Task brief –
Set down the records exactly, and omit any image found in them.

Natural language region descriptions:
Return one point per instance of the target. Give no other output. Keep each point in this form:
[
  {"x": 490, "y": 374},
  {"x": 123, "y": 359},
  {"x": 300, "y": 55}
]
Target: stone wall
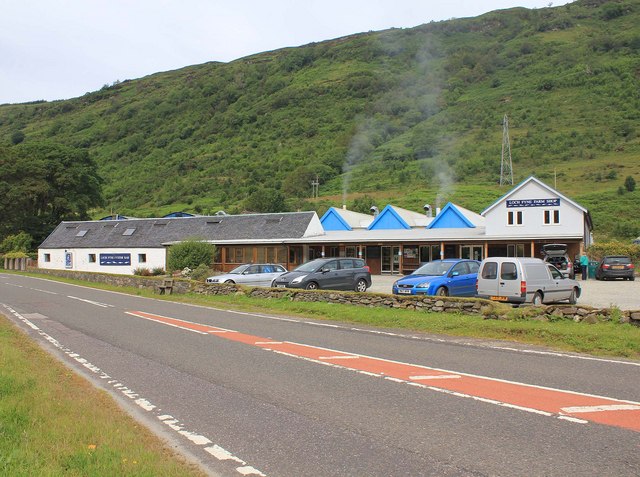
[{"x": 470, "y": 306}]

Solution for this problem –
Return one point per instance of the target. Give no other output. Keep each point in this form:
[
  {"x": 490, "y": 374},
  {"x": 123, "y": 359},
  {"x": 300, "y": 55}
]
Target: stone wall
[{"x": 470, "y": 306}]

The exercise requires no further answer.